───── SOURCE DATA
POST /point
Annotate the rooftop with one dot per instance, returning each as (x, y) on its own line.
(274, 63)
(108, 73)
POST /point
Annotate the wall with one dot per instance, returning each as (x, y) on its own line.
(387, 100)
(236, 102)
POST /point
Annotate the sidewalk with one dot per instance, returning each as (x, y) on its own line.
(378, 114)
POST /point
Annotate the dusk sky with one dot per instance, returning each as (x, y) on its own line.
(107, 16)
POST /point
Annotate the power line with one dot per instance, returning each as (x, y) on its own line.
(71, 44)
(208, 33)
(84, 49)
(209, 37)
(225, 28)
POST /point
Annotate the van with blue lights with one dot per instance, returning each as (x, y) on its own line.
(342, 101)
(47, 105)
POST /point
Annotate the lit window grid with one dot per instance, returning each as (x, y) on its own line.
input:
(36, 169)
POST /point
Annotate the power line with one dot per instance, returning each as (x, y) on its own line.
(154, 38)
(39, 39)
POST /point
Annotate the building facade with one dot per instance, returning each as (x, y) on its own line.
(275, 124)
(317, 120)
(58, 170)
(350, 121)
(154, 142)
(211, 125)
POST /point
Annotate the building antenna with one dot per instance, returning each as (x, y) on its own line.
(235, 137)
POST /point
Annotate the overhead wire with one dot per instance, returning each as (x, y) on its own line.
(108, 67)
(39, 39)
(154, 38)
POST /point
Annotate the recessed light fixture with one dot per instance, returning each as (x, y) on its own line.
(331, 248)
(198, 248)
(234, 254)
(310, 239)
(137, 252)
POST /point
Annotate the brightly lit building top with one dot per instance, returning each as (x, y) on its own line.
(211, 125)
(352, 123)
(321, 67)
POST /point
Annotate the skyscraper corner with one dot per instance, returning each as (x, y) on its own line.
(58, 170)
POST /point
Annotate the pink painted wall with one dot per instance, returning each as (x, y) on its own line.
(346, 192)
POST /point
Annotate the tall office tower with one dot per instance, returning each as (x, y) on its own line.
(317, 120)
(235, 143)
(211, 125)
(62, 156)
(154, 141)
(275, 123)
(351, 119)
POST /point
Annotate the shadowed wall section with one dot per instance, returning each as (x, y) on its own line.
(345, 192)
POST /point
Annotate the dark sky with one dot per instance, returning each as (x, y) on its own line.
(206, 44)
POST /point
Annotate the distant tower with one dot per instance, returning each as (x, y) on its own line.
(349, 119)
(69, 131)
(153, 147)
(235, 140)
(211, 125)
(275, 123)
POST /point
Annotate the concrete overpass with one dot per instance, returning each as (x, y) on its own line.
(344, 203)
──────────
• WHAT YOU ARE ASKED TO DO: Copy out all of the data exactly, leaving nothing out.

• COMPLETE RESPONSE:
POST /point
Annotate the rooftop with one dot per instance, returning each as (x, y) on its own line.
(274, 63)
(108, 73)
POST /point
Annotate the wall with one dot per instance, returning each as (x, y) on its own line.
(387, 100)
(236, 102)
POST /point
Annotate the sidewalk with one dot per instance, returning each as (x, y) on its own line.
(378, 114)
POST /point
Annotate the dusk sky with one dot per instance, returning each as (x, y) on its own line.
(107, 16)
POST /point
Annotate the power line with one dot per instance, returning each as (x, y) on its own line.
(71, 44)
(208, 33)
(84, 49)
(209, 37)
(225, 28)
POST /point
Annotate the van with blue lights with one dot per instance, returning each as (x, y) on its own line.
(342, 101)
(47, 105)
POST /point
Annotate the lit window grid with one dot per instance, returning each as (x, y) on its own line.
input:
(36, 169)
POST /point
Annotate the power line with one dot per instance, returning each as (x, y) on its own line.
(154, 38)
(39, 39)
POST /point
Annotate the building facade with one dot per instance, returning each as (x, y) on its own line.
(275, 124)
(317, 120)
(58, 170)
(350, 121)
(154, 142)
(211, 125)
POST /point
Annotate the building antenna with one dot per instance, returning each as (x, y) on its own line.
(235, 137)
POST /point
Annotate the overhead wire with one dot per instance, returning each as (x, y) on its own line.
(108, 67)
(39, 39)
(154, 38)
POST /point
Annotate the recessed light fixture with one dot per instance, returning each as (x, y) on its own line.
(331, 248)
(198, 248)
(234, 254)
(310, 239)
(137, 252)
POST /point
Annotate the brightly lit building top with one dot per instance, returning each as (x, y) on its own line.
(211, 125)
(352, 123)
(321, 67)
POST /point
Annotate the skyscraper corner with one dot per instance, returning each as (x, y) on its own line.
(58, 170)
POST /point
Annotate the pink painted wall with one dot per instance, returning each as (x, y) on its own line.
(346, 192)
POST /point
Annotate the tall office tower with one dot per instance, returning each as (x, y) on its own line.
(317, 120)
(235, 143)
(211, 125)
(62, 156)
(154, 141)
(275, 123)
(351, 119)
POST /point
Annotate the shadowed wall section with one dot per instance, returning each as (x, y) on its own line.
(345, 192)
POST /point
Annotate the dark sky with one dot per instance, returning each as (x, y) on its own line.
(206, 44)
POST /point
Annotate the distant tower with one dot per instance, returning each as (x, y) on its own line.
(349, 119)
(69, 131)
(153, 147)
(235, 140)
(211, 125)
(275, 123)
POST /point
Annotate the concrete overpass with one dot per instance, returning each as (x, y) on its own line.
(344, 203)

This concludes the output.